----- RECORD EXTRACTS

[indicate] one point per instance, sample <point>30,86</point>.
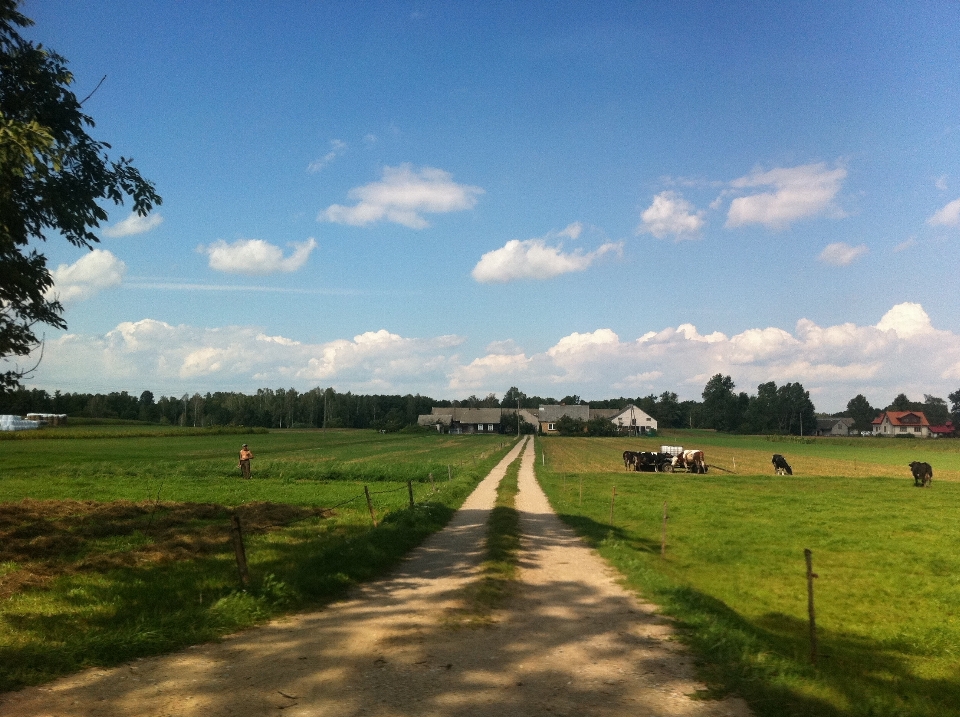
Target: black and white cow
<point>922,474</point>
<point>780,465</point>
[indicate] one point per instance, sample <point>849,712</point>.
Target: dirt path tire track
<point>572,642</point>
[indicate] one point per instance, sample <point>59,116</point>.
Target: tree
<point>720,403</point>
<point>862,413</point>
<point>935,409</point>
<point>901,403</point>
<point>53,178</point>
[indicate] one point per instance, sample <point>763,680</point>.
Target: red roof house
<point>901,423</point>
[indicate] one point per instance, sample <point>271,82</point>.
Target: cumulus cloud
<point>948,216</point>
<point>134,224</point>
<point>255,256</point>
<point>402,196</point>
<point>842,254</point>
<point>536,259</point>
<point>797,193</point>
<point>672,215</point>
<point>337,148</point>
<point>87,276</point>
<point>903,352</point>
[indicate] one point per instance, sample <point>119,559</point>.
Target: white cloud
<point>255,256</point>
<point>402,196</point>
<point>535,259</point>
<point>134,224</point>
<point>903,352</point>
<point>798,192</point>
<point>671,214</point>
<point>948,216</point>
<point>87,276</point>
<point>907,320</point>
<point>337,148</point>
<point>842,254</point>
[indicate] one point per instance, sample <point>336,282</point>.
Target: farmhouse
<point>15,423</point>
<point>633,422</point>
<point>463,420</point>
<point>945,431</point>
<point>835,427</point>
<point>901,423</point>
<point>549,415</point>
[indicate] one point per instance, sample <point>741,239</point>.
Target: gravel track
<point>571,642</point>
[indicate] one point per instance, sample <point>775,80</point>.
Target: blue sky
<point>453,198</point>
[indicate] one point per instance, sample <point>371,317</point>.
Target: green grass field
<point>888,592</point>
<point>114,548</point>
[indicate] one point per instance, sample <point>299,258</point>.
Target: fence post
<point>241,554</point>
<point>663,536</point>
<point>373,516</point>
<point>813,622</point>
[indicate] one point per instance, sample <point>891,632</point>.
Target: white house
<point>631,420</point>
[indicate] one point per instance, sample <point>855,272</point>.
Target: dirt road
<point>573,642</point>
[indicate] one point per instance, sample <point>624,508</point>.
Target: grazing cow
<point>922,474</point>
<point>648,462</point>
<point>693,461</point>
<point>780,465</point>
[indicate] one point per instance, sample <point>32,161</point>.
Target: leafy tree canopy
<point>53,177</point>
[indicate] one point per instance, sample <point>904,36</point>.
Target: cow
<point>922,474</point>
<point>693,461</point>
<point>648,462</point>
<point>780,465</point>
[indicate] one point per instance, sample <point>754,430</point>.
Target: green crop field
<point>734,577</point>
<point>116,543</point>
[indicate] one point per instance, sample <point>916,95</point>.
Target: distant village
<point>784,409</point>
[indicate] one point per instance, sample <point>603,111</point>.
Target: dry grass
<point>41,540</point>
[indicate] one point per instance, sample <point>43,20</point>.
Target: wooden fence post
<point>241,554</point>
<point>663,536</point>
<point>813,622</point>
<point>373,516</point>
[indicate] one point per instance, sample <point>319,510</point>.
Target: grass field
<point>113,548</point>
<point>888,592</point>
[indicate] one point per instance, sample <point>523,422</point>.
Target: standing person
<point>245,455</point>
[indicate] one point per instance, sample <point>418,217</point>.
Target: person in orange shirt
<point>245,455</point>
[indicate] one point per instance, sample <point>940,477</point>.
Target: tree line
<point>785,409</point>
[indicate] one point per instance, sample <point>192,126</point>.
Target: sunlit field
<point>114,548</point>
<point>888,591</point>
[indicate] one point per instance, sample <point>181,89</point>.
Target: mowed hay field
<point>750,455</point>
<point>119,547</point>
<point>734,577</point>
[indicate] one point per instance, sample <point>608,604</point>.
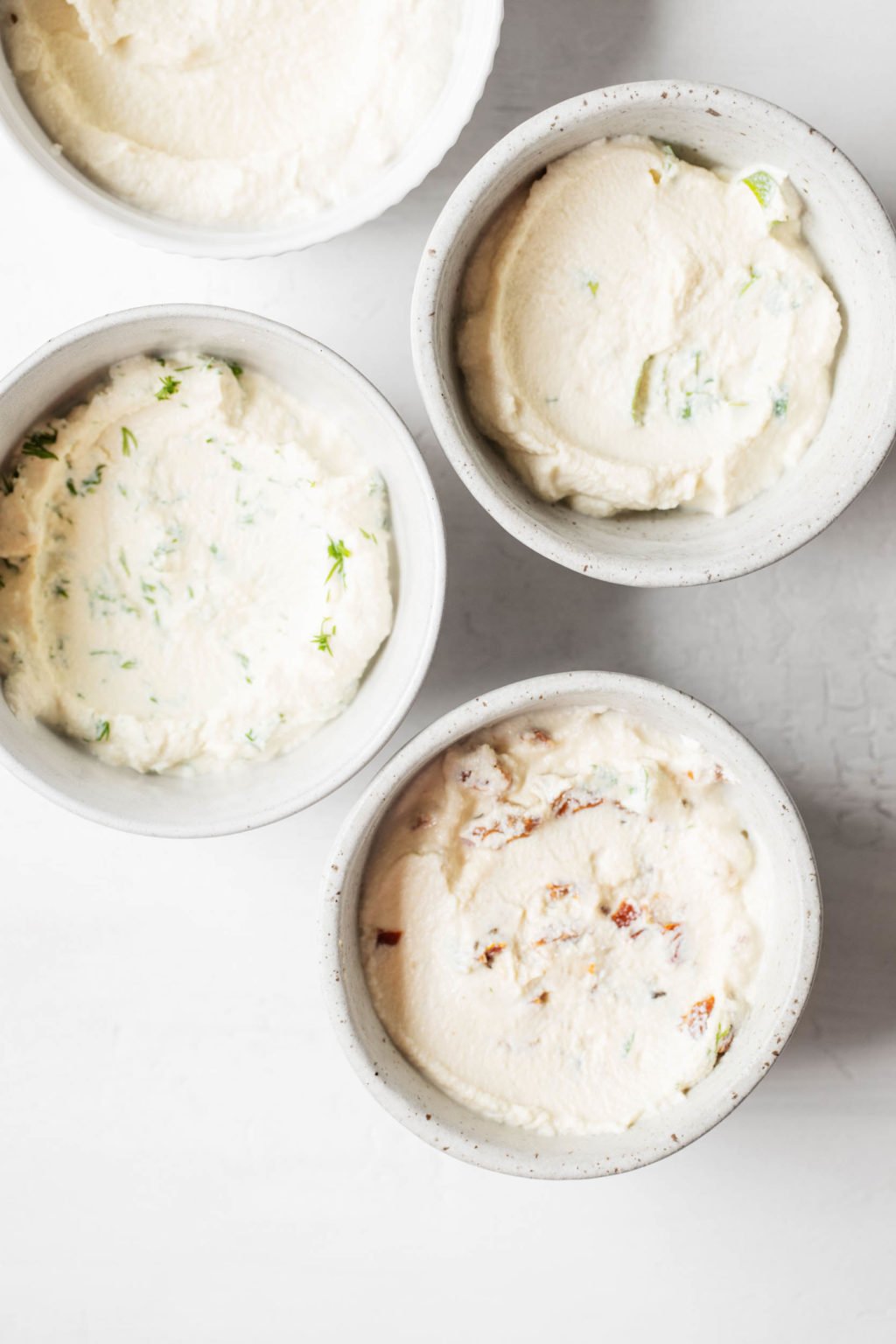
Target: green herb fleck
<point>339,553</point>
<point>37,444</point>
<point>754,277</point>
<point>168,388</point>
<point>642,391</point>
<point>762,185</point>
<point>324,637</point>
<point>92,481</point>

----------
----- RECORD EXTRACTS

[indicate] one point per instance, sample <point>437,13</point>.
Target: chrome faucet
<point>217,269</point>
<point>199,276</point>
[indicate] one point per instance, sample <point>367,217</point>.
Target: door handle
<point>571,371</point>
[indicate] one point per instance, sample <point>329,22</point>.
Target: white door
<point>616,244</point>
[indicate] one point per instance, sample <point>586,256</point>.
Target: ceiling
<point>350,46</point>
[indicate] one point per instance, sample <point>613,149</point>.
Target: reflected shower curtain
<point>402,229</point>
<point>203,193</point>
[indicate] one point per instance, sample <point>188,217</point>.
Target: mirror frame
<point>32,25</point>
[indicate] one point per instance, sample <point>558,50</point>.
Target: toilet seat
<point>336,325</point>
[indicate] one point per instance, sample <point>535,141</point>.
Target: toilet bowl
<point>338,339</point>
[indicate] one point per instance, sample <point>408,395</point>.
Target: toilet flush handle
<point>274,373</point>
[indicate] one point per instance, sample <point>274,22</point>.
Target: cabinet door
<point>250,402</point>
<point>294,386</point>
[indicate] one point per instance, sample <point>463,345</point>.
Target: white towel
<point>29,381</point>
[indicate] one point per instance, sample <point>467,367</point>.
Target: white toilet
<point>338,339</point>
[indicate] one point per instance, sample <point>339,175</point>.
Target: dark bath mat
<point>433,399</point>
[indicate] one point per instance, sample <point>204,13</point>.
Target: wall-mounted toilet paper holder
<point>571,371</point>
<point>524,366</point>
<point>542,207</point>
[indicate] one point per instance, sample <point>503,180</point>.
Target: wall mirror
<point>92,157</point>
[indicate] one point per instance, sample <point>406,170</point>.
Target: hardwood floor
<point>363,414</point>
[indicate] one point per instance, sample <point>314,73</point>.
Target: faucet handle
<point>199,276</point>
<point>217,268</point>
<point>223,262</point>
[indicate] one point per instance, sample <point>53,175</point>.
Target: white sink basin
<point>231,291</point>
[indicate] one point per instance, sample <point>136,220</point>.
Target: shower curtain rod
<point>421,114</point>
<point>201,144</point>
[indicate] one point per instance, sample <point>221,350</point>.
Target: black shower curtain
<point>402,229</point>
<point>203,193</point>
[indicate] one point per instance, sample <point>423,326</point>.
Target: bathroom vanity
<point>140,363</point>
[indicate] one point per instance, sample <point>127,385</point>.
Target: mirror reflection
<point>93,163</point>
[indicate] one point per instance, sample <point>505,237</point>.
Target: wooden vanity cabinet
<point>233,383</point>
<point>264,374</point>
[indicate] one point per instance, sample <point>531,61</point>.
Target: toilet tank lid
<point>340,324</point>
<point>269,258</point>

----------

- _GIVEN PROBLEM_: Please return the rows word for word, beginning at the line that contains "instance, sample <point>535,141</point>." and stopping after the line that contains "<point>294,386</point>".

- _SOLUTION TO THE PROBLEM_:
[indicate] one point per instance, sample <point>535,141</point>.
Target: toilet bowl
<point>338,339</point>
[indicate] one point per instance, sample <point>408,395</point>.
Target: toilet flush handle
<point>274,373</point>
[indicate] one point per instance, sample <point>274,22</point>.
Target: cabinet door
<point>250,402</point>
<point>294,386</point>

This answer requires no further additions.